• [STATED EXERCISE]
Leave out the pictures and restate the rest of the data exactly.

## BEGIN EXERCISE INPUT

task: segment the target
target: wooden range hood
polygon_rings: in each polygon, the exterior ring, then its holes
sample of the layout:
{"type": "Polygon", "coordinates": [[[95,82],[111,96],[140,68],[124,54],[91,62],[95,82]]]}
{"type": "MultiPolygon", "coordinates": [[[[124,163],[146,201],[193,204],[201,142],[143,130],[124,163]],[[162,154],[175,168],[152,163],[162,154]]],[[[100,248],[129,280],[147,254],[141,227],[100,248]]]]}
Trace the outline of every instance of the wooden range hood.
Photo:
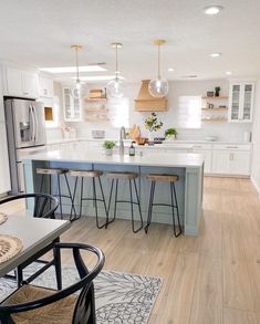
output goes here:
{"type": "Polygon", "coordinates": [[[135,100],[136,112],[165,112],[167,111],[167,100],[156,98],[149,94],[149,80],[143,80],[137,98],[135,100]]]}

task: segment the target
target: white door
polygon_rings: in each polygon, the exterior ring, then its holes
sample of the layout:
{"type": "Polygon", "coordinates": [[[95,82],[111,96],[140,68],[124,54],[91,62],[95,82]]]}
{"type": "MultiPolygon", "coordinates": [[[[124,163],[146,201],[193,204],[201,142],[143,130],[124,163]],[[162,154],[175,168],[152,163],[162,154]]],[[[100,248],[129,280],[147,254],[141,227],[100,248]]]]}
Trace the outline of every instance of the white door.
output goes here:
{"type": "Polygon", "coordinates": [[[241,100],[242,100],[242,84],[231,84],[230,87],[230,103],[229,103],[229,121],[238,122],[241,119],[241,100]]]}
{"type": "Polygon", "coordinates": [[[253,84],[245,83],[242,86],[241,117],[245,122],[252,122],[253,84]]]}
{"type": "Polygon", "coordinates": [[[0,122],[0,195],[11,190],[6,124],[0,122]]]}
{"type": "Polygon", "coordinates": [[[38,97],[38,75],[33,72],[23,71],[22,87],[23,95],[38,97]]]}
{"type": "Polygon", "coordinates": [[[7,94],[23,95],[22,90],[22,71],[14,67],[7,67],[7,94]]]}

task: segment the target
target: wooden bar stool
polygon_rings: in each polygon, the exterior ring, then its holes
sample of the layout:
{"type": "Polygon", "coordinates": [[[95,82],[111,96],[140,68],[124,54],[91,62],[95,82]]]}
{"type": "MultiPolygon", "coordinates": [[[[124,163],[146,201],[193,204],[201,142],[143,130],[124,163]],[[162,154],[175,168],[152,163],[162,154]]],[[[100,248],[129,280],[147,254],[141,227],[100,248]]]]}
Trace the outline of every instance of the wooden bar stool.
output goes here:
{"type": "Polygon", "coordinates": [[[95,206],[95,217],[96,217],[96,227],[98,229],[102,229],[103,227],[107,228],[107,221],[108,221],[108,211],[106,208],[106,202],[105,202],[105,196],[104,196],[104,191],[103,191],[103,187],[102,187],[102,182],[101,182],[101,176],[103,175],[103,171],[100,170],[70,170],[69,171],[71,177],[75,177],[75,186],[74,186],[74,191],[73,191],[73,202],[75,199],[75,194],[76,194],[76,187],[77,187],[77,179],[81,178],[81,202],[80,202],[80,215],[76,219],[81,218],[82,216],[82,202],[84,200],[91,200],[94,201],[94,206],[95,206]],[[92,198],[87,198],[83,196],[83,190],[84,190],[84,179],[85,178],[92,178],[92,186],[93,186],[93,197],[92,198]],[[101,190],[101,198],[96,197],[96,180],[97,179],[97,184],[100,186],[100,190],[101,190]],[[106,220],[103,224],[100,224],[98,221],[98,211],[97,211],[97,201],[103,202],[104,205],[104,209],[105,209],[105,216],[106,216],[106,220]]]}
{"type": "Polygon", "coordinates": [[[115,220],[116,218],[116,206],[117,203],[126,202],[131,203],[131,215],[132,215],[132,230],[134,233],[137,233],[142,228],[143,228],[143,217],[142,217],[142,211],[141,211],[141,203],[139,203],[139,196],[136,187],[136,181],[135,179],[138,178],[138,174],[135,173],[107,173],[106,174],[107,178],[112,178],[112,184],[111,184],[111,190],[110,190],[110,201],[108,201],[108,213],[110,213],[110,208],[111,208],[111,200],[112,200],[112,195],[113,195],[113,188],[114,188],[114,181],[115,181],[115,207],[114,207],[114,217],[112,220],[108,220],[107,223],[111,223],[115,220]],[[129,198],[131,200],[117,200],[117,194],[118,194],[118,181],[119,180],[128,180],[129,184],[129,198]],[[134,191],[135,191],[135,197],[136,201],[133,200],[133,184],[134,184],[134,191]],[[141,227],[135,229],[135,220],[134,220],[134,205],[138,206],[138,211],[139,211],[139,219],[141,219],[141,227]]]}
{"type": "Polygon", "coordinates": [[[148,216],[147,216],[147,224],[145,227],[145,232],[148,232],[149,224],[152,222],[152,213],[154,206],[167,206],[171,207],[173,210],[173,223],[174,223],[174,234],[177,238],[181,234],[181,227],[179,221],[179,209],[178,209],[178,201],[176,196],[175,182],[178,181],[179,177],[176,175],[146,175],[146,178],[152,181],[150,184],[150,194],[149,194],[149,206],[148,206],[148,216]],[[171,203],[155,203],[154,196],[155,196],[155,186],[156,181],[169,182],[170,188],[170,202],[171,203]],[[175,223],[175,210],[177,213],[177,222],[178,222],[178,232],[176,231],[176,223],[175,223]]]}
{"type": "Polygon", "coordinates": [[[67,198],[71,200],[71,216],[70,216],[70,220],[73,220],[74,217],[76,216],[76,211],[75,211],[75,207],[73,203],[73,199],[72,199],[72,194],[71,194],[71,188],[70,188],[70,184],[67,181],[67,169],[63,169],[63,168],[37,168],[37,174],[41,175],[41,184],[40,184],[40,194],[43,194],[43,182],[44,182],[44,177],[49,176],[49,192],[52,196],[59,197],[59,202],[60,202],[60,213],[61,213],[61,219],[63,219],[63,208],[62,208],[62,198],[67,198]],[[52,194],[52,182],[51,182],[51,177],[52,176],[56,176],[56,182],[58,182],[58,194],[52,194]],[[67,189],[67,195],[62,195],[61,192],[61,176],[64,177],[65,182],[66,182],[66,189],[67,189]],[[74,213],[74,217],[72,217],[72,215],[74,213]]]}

## END EXERCISE INPUT

• [OUTPUT FOR THIS TASK]
task: segment the target
target: wooden range hood
polygon_rings: in each polygon, the exterior ring, then its holes
sample of the layout:
{"type": "Polygon", "coordinates": [[[95,82],[111,96],[140,68],[124,54],[91,62],[95,82]]]}
{"type": "MultiPolygon", "coordinates": [[[[124,163],[146,201],[193,204],[201,142],[143,130],[124,163]],[[162,154],[175,168],[152,163],[162,154]]],[[[100,248],[129,280],[147,254],[141,227],[100,248]]]]}
Trace the outline of every instance of the wooden range hood.
Photo:
output goes here:
{"type": "Polygon", "coordinates": [[[135,100],[136,112],[165,112],[167,111],[167,100],[156,98],[149,94],[149,80],[143,80],[137,98],[135,100]]]}

task: segment the target
target: white door
polygon_rings: in each polygon, the exterior ring, then its holes
sample of the layout:
{"type": "Polygon", "coordinates": [[[95,82],[111,96],[140,68],[124,54],[91,62],[95,82]]]}
{"type": "MultiPolygon", "coordinates": [[[[124,163],[146,201],[193,204],[201,142],[143,130],[124,163]],[[162,154],[175,168],[152,163],[162,154]]],[[[100,248],[129,280],[147,254],[141,227],[100,248]]]]}
Trace the outline of every instance of the white door.
output goes here:
{"type": "Polygon", "coordinates": [[[241,100],[242,100],[242,84],[231,84],[230,87],[230,103],[229,103],[229,121],[238,122],[241,119],[241,100]]]}
{"type": "Polygon", "coordinates": [[[253,84],[245,83],[242,86],[241,117],[245,122],[252,122],[253,84]]]}
{"type": "Polygon", "coordinates": [[[0,122],[0,195],[11,190],[6,124],[0,122]]]}
{"type": "Polygon", "coordinates": [[[38,97],[38,75],[33,72],[23,71],[22,87],[23,95],[38,97]]]}
{"type": "Polygon", "coordinates": [[[7,94],[23,95],[22,90],[22,71],[14,67],[7,67],[7,94]]]}

task: segment the target
target: wooden bar stool
polygon_rings: in each polygon, the exterior ring, then its holes
sample of the layout:
{"type": "Polygon", "coordinates": [[[95,82],[111,96],[140,68],[124,54],[91,62],[95,82]]]}
{"type": "MultiPolygon", "coordinates": [[[[124,163],[146,201],[193,204],[201,142],[143,130],[124,163]],[[162,154],[175,168],[152,163],[162,154]]],[[[100,248],[129,280],[147,254],[141,227],[100,248]]]]}
Trace the outline of every instance of the wooden bar stool.
output goes here:
{"type": "Polygon", "coordinates": [[[95,206],[95,217],[96,217],[96,227],[98,229],[102,229],[103,227],[107,228],[107,221],[108,221],[108,211],[106,208],[106,202],[105,202],[105,196],[104,196],[104,191],[103,191],[103,187],[102,187],[102,182],[101,182],[101,176],[103,175],[103,171],[100,170],[70,170],[69,171],[71,177],[75,177],[75,186],[74,186],[74,191],[73,191],[73,202],[75,199],[75,194],[76,194],[76,187],[77,187],[77,179],[81,178],[81,202],[80,202],[80,215],[76,219],[81,218],[82,216],[82,202],[84,200],[91,200],[94,201],[94,206],[95,206]],[[92,198],[87,198],[83,196],[83,190],[84,190],[84,179],[85,178],[92,178],[92,186],[93,186],[93,197],[92,198]],[[101,190],[101,198],[96,197],[96,180],[97,179],[97,184],[100,186],[100,190],[101,190]],[[106,220],[103,224],[100,224],[98,221],[98,211],[97,211],[97,201],[103,202],[104,205],[104,209],[105,209],[105,216],[106,216],[106,220]]]}
{"type": "Polygon", "coordinates": [[[115,220],[116,218],[116,206],[117,203],[126,202],[131,203],[131,215],[132,215],[132,230],[134,233],[137,233],[142,228],[143,228],[143,217],[142,217],[142,211],[141,211],[141,203],[139,203],[139,196],[136,187],[136,181],[135,179],[138,178],[138,174],[135,173],[107,173],[106,174],[107,178],[112,178],[112,184],[111,184],[111,190],[110,190],[110,201],[108,201],[108,213],[110,213],[110,208],[111,208],[111,200],[112,200],[112,195],[113,195],[113,188],[114,188],[114,181],[115,181],[115,207],[114,207],[114,217],[112,220],[108,220],[107,223],[111,223],[115,220]],[[129,198],[131,200],[117,200],[117,194],[118,194],[118,181],[119,180],[128,180],[129,184],[129,198]],[[134,191],[135,191],[135,197],[136,201],[133,200],[133,184],[134,184],[134,191]],[[141,227],[135,229],[135,220],[134,220],[134,205],[138,206],[138,211],[139,211],[139,219],[141,219],[141,227]]]}
{"type": "Polygon", "coordinates": [[[148,216],[147,216],[147,224],[145,227],[145,232],[148,232],[149,224],[152,222],[152,213],[154,206],[167,206],[171,207],[173,210],[173,223],[174,223],[174,234],[177,238],[181,234],[181,227],[179,221],[179,209],[178,209],[178,201],[176,196],[175,182],[178,181],[179,177],[176,175],[146,175],[146,178],[152,181],[150,184],[150,194],[149,194],[149,206],[148,206],[148,216]],[[171,203],[155,203],[154,196],[155,196],[155,186],[156,181],[169,182],[170,188],[170,202],[171,203]],[[175,223],[175,210],[177,213],[177,222],[178,222],[178,232],[176,231],[176,223],[175,223]]]}
{"type": "Polygon", "coordinates": [[[67,198],[71,200],[71,216],[70,216],[70,220],[73,220],[74,217],[76,216],[76,211],[75,211],[75,207],[73,203],[73,199],[72,199],[72,194],[71,194],[71,188],[70,188],[70,184],[67,181],[67,169],[63,169],[63,168],[37,168],[37,174],[41,175],[41,184],[40,184],[40,194],[43,194],[43,182],[44,182],[44,177],[49,176],[49,192],[52,196],[59,197],[59,202],[60,202],[60,213],[61,213],[61,219],[63,219],[63,208],[62,208],[62,198],[67,198]],[[52,194],[52,182],[51,182],[51,177],[52,176],[56,176],[56,182],[58,182],[58,194],[52,194]],[[67,189],[67,195],[62,195],[61,192],[61,176],[64,177],[65,182],[66,182],[66,189],[67,189]],[[74,213],[74,217],[72,217],[72,215],[74,213]]]}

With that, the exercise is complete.